[Stored data]
--*--

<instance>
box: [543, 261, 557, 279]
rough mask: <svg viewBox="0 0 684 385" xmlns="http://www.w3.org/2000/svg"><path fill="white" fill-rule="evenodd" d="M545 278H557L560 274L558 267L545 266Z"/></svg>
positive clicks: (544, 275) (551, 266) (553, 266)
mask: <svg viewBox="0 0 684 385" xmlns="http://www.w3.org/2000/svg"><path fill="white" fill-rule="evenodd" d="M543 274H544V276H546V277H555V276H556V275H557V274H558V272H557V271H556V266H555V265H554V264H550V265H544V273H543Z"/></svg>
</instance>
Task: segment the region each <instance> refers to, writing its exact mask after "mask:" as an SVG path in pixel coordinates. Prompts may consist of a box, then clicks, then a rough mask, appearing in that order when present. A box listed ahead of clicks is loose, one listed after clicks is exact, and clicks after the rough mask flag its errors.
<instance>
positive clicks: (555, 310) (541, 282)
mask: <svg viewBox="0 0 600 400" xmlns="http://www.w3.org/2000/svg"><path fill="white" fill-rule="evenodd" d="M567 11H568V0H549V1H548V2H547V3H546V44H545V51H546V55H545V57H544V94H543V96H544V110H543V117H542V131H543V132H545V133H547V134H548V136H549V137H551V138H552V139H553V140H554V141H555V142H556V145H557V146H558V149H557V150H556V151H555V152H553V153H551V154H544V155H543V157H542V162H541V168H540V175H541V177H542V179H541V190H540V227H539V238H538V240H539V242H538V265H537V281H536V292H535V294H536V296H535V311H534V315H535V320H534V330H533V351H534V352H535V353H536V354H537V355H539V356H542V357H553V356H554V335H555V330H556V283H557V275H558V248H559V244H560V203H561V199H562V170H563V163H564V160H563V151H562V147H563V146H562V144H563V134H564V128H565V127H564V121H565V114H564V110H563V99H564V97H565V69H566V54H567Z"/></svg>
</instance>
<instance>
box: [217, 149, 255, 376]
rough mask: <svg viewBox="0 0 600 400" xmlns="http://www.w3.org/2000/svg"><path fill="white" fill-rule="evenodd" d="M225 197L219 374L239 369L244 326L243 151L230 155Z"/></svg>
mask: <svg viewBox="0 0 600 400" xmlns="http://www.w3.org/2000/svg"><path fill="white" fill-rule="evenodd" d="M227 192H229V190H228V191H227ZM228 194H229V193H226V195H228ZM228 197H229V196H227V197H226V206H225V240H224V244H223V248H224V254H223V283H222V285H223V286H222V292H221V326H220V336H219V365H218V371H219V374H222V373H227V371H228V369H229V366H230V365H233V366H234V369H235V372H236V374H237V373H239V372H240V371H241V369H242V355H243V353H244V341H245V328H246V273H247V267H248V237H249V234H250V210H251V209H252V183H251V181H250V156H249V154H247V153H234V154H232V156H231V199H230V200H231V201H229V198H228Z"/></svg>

--*--

HOW TO COMPLETE THIS TASK: Without omitting any record, transcribe the data exactly.

ANSWER FOR THIS EXERCISE:
<instance>
box: [543, 261, 557, 279]
rough mask: <svg viewBox="0 0 684 385" xmlns="http://www.w3.org/2000/svg"><path fill="white" fill-rule="evenodd" d="M545 278H557L560 274L558 267L545 266Z"/></svg>
positive clicks: (544, 275) (551, 266) (553, 266)
mask: <svg viewBox="0 0 684 385" xmlns="http://www.w3.org/2000/svg"><path fill="white" fill-rule="evenodd" d="M543 274H544V276H546V277H555V276H556V275H557V274H558V272H557V271H556V266H555V265H554V264H550V265H544V273H543Z"/></svg>
</instance>
Task: segment the region each <instance> refers to, writing its exact mask after "mask:" as an SVG path in pixel coordinates. Prompts may consist of a box, then clicks, then a rough mask, appearing in that order when present. A box listed ahead of clicks is loose, one listed after clicks is exact, and clicks after the rough mask flag its errors.
<instance>
positive clicks: (555, 310) (541, 282)
mask: <svg viewBox="0 0 600 400" xmlns="http://www.w3.org/2000/svg"><path fill="white" fill-rule="evenodd" d="M567 11H568V0H549V1H548V2H547V3H546V44H545V51H546V55H545V57H544V94H543V96H544V110H543V117H542V131H543V132H545V133H547V134H548V136H549V137H551V138H552V139H553V140H554V141H555V142H556V145H557V146H558V149H557V150H556V151H555V152H553V153H551V154H544V155H543V157H542V162H541V168H540V175H541V177H542V179H541V190H540V227H539V238H538V240H539V242H538V265H537V281H536V292H535V294H536V296H535V311H534V315H535V320H534V330H533V351H534V352H535V353H536V354H537V355H539V356H542V357H553V356H554V335H555V330H556V283H557V275H558V248H559V244H560V203H561V199H562V170H563V163H564V160H563V151H562V147H563V146H562V144H563V134H564V128H565V127H564V121H565V114H564V110H563V99H564V97H565V69H566V54H567Z"/></svg>
</instance>
<instance>
box: [217, 149, 255, 376]
rough mask: <svg viewBox="0 0 600 400" xmlns="http://www.w3.org/2000/svg"><path fill="white" fill-rule="evenodd" d="M225 197L219 374L239 369L244 326L243 151L230 155Z"/></svg>
mask: <svg viewBox="0 0 600 400" xmlns="http://www.w3.org/2000/svg"><path fill="white" fill-rule="evenodd" d="M227 192H229V190H228V191H227ZM228 194H229V193H226V195H228ZM228 197H229V196H227V197H226V206H225V240H224V244H223V248H224V254H223V283H222V285H223V286H222V292H221V326H220V336H219V365H218V371H219V374H222V373H227V371H228V369H229V366H230V365H233V366H234V369H235V372H236V374H237V373H239V372H240V371H241V369H242V355H243V353H244V341H245V328H246V273H247V267H248V237H249V234H250V210H251V209H252V183H251V181H250V156H249V154H247V153H234V154H232V156H231V199H230V200H231V201H229V198H228Z"/></svg>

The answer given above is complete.